Entries for identifying locations
===

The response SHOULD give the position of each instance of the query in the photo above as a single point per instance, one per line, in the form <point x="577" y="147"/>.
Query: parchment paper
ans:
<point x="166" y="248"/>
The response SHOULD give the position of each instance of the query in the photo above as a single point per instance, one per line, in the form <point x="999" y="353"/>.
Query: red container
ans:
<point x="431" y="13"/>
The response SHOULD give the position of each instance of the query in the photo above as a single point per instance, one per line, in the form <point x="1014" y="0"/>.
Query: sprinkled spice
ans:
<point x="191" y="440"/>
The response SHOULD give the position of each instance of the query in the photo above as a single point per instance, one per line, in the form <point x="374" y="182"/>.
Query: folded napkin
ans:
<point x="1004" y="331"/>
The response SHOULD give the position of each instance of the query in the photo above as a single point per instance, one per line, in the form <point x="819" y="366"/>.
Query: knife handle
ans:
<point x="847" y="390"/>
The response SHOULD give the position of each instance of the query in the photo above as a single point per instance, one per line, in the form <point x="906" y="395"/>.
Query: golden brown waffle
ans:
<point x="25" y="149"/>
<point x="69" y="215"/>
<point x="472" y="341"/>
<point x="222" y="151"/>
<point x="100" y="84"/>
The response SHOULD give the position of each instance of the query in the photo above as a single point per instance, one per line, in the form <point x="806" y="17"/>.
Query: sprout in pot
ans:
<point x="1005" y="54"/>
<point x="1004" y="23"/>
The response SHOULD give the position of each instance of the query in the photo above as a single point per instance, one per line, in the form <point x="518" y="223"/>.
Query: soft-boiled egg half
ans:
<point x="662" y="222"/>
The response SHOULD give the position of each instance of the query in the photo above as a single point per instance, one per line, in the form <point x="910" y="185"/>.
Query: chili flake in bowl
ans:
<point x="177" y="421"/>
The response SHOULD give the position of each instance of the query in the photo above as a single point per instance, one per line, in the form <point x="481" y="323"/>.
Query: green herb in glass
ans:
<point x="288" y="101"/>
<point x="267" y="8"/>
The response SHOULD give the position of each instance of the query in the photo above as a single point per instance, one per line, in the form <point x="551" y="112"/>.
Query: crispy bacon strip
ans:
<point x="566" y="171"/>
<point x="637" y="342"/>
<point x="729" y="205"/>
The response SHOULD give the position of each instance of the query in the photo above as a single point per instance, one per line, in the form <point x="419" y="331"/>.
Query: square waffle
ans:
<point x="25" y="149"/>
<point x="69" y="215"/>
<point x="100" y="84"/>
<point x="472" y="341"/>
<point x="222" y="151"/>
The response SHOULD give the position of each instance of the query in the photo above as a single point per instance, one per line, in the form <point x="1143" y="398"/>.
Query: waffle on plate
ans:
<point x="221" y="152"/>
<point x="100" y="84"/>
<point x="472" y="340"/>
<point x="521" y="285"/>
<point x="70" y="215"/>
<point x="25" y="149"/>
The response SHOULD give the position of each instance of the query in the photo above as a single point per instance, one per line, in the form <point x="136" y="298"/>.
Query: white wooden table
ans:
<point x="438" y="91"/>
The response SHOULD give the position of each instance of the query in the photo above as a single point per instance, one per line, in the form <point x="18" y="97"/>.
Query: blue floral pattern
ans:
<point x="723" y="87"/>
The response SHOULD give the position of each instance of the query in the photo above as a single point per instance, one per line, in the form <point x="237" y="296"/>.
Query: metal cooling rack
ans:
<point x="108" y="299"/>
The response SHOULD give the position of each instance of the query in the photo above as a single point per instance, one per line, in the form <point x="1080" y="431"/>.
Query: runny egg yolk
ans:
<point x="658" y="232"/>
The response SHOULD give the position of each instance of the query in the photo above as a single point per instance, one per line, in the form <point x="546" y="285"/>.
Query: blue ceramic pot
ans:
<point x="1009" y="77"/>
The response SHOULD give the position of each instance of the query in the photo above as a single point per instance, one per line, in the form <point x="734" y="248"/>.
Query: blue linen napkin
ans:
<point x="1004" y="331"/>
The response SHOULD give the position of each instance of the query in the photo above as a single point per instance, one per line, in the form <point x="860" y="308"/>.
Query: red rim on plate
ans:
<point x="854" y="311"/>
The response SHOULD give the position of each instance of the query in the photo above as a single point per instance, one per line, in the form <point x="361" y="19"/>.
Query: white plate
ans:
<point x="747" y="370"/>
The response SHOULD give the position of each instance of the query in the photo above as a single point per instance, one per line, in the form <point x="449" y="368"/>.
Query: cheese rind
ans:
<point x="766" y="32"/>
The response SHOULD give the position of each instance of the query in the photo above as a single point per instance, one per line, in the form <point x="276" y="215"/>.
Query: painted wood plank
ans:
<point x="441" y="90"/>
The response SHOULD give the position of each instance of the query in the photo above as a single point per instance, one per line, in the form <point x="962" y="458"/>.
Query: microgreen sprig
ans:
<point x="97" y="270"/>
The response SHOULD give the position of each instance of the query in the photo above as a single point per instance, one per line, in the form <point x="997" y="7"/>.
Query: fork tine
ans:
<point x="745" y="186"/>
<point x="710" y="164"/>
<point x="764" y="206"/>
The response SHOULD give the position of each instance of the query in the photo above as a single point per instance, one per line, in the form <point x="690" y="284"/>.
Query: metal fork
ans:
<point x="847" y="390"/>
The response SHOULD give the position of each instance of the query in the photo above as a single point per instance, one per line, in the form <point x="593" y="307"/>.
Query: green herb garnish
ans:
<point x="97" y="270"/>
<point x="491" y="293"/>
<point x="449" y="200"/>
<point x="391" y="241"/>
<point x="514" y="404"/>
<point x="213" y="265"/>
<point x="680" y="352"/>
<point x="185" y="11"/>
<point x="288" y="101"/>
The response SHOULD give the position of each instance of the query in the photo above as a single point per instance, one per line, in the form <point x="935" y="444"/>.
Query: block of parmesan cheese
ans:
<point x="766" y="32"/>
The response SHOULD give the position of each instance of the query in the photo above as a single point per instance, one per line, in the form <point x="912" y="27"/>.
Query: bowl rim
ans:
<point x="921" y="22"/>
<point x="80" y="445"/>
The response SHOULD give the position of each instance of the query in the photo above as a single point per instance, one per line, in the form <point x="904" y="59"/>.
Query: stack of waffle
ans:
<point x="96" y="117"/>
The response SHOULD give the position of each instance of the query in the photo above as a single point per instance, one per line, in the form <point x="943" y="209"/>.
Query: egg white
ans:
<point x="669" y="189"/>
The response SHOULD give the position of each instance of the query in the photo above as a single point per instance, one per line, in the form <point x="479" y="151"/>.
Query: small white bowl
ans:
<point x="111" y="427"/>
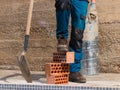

===

| TASK PROMPT |
Copy out each line in the listing above that contains the string "napkin".

| SOLVED PROBLEM |
Query: folded napkin
Query: blue linen napkin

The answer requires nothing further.